_SOURCE DOCUMENT_.
☆ ☆ ☆ ☆

Tuesday, July 17, 2012

Issue #6 of Swords and Sorcery Magazine On Line
   So I've been digging the issues of Swords & Sorcery Magazine Online I've read to date.  This one, #6, not so much.  Its two stories just aren't that special or good, though for different reasons.  Still, it's free so why aren't you reading it?
   The first story is "Corbane's Wish" by Charlene Brusso and it tells of the arrogant and successful bard Corbane and his desire to become the greatest lute player in the world.  This brings him to a wizard which leads to all the sorts of problems when you forget about the tendency of wishes to bring on unintended consequences.
   I didn't dislike the story, I just don't think it's got much going on.  There really are no surprises or twists that will surprise you or make you feel twisted.  It just sort of sits there unspooling something you've seen from the first few paragraphs.
   "A Little Peril in Brisbett" by Jeffery Scott Sims fills the second slot in the issue and I almost don't want to write about it.  I don't actually enjoy writing negative reviews and despite some qualms about his mock-archaic writing style, I liked his "In the Hills of Yost" in the magazine's third issue back in April.  This one, despite an engaging little plot is overwhelmed by the archaisms taken to awful new heights.
   Those unpleasant heights bring sentences like this one: "Trooped the band from Dyrezan across the pitiful foot bridge that spanned the brook, accosted they those who dwelt in mud and stone shacks beneath enticing oddity."  Or: "That be  plain," said Lord Harmon, with a dismissive flick of hand.  "Subaros willed us here, to this far realm, as he did that poor native of Brisbett, sent that repulsive beast to slay.  Did you attend, Nantrech?"  I When I read the first sentence above I actually hoped it was an editing error.  A few more lines on I lost that hope.
   Last time I wrote I assumed Sims was striving to recreate a style like Clark Ashton Smith's or Dunsany's.   Now I'm not so sure.  I'm starting to suspect there's a little less going on than that which is a shame.  I like the old fashioned "Weird Tales" world he's created and peopled with various parties from Dyrezan exploring new and dangerous places.  But the style's just not working for me. 
   The next issue will be along in two weeks or so and I'm looking forward to it.  This one may have been a let down (sure, like letting me down really matters), but overall I've been pleased enough with the magazine to look forward to each time a new issue posts.

P.S. "A Little Peril in Brisbett" is a about a party from Dyrezan coming across the marvelous citadel of an evil wizard and what happens in the wake of his discourteous attitude.  I can't believe I left out any sort of description of the actual plot.  See, I do have weak editing skills!

Tuesday, July 10, 2012

Reviewing and Stuff, etc.

☆ ☆ ☆ ☆

_RECORDED DATA_.
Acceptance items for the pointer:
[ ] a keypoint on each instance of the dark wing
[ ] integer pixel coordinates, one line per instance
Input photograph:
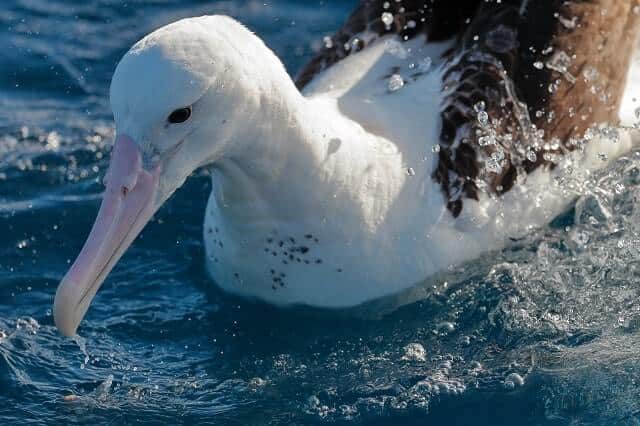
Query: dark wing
(525, 81)
(436, 19)
(543, 71)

☆ ☆ ☆ ☆

_EXERCISE DESCRIPTION_. Pick up the magazine review blog after its final line, "Reviewing and Stuff, etc.", and write the post that comes next.

_ANSWER TO THE PROBLEM_.
   This past week or so has seen several articles/posts on the whys and wherefores of reviewing.  As somebody trying to teach himself how to craft reviews worth people wasting their time on instead of more important things like walking the dog or shining their shoes, I'm eager to take advice and seek insights into the art of reviewing wherever I can.   I own scads of compilations of reviews by David Thomson, Clive James, Christopher Hitchens and others.  I'll never attain a level of skill or artistry that comes close to the bottom rung of their least work (I'm not being self-effacing.  Their work is superb and important.).  At this point this site is mostly filled with reviews and I do want to be better in the little genre pool I've chose to swim in.
   The first came from author James Enge at his Ambrose & Elsewhere site.  He examines the place of and motives behind negative reviewing.  He also states what he seems to consider the minimum requirement for honest reviewing: if you want to make a claim about a piece of art, back it up with real examples from the work.
   The second was an article from the British site by disgraced Independent writer, Johann Hari.  His piece is about the decline of serious reviewing and its replacement by shorter and inherently less insightful reviews.  He was spurred by the replacement of much of its longer album reviews with Twitter posts by Spin magazine.  He makes claims to the value of criticism I heartily agree with though others about its importance I'm less inclined to.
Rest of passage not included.